## EXTRACTED TEXT
+ + + +

This article was originally published in Maclean's Magazine on July 29, 1996
They are the first to admit they play garbage. They bang trash cans and hubcaps. They brush rhythms across the stage with brooms. They do a thundering tap dance with oil drums strapped to their boots, and create quirky shuffles with Zippo lighters, rattling matchboxes and plastic bags. They play everything including the kitchen sink (worn like a snare drum in a marching band). Stomp has become a household name by beating household objects. With its ingenious mix of mime, dance and slapstick percussion, it has grown from a fringe troupe of British buskers into a hugely successful franchise. It has made TV commercials for Coca-Cola and Heineken. And it has toured some 50 North American cities, including Vancouver and Toronto, where it has packed the 1,500-seat Elgin Theatre for three months and grossed more than $4 million. Another Stomp company has been playing New York City since 1994, and a third troupe is touring South America. Theatre without words and music without instruments, Stomp has tapped into the simple but universal appeal of beating on things. As Fiona Wilkes, one of the original British cast members, points out: "Rhythm is the language of the world - there's nothing to understand."
But Stomp is just the most visible example of a much broader phenomenon: the boom, so to speak, in percussion. The evidence is everywhere - from the lone street musician beating a goatskin beside an office tower to the carnival of drummers who ushered in the Olympic Games last week with a percussive extravaganza. Each Sunday in Montreal, a large throng gathers at the base of Mount Royal for a massive drumming jam - smaller-scale jams occur each weekend in Vancouver and Toronto parks. And last week, during Newfoundland's biennial Sound Symposium, Guinea-born drummer Alpha Yaya Diallo and his group had the narrows of St. John's harbor echoing with African rhythm.

+ + + +

## INFORMATION SHOWN
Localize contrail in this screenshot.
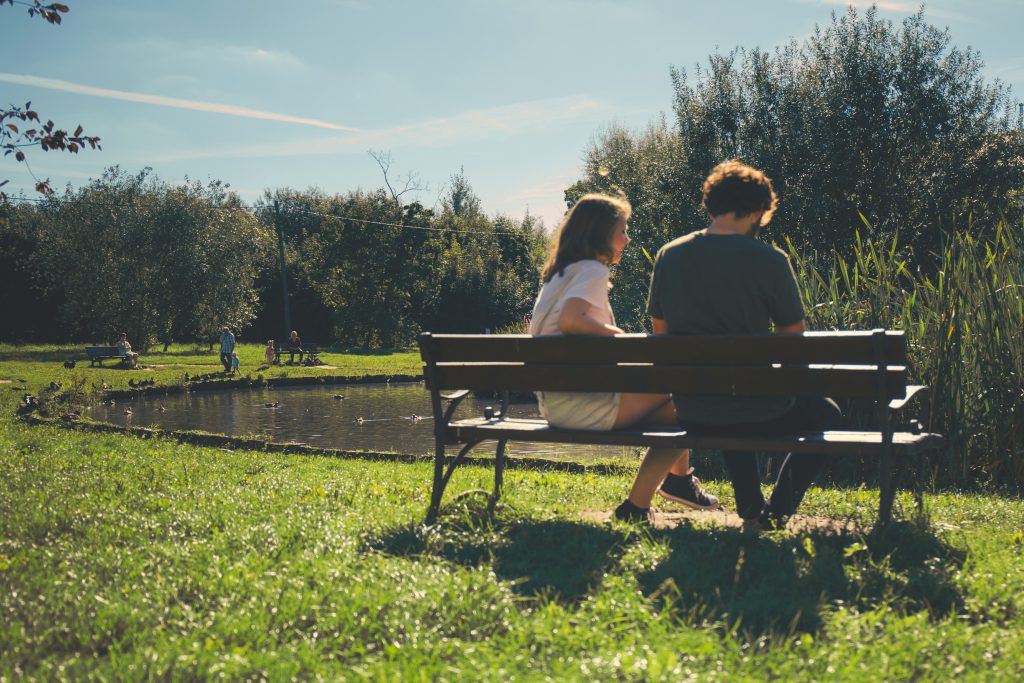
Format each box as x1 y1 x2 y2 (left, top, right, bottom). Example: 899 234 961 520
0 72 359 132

+ + + +

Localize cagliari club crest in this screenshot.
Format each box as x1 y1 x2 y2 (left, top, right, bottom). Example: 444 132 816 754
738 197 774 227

+ + + +

## TASK A
Answer each question from the Stomp article.
(i) How many seats does the Elgin Theatre have?
(ii) Since what year has a Stomp company been playing New York City?
(iii) Where in Montreal does the Sunday drumming jam take place?
## TASK B
Reproduce word for word the portion of the Stomp article between "But Stomp is" and "with African rhythm.", inclusive.

## TASK OUTPUT A
(i) 1,500
(ii) 1994
(iii) At the base of Mount Royal

## TASK OUTPUT B
But Stomp is just the most visible example of a much broader phenomenon: the boom, so to speak, in percussion. The evidence is everywhere - from the lone street musician beating a goatskin beside an office tower to the carnival of drummers who ushered in the Olympic Games last week with a percussive extravaganza. Each Sunday in Montreal, a large throng gathers at the base of Mount Royal for a massive drumming jam - smaller-scale jams occur each weekend in Vancouver and Toronto parks. And last week, during Newfoundland's biennial Sound Symposium, Guinea-born drummer Alpha Yaya Diallo and his group had the narrows of St. John's harbor echoing with African rhythm.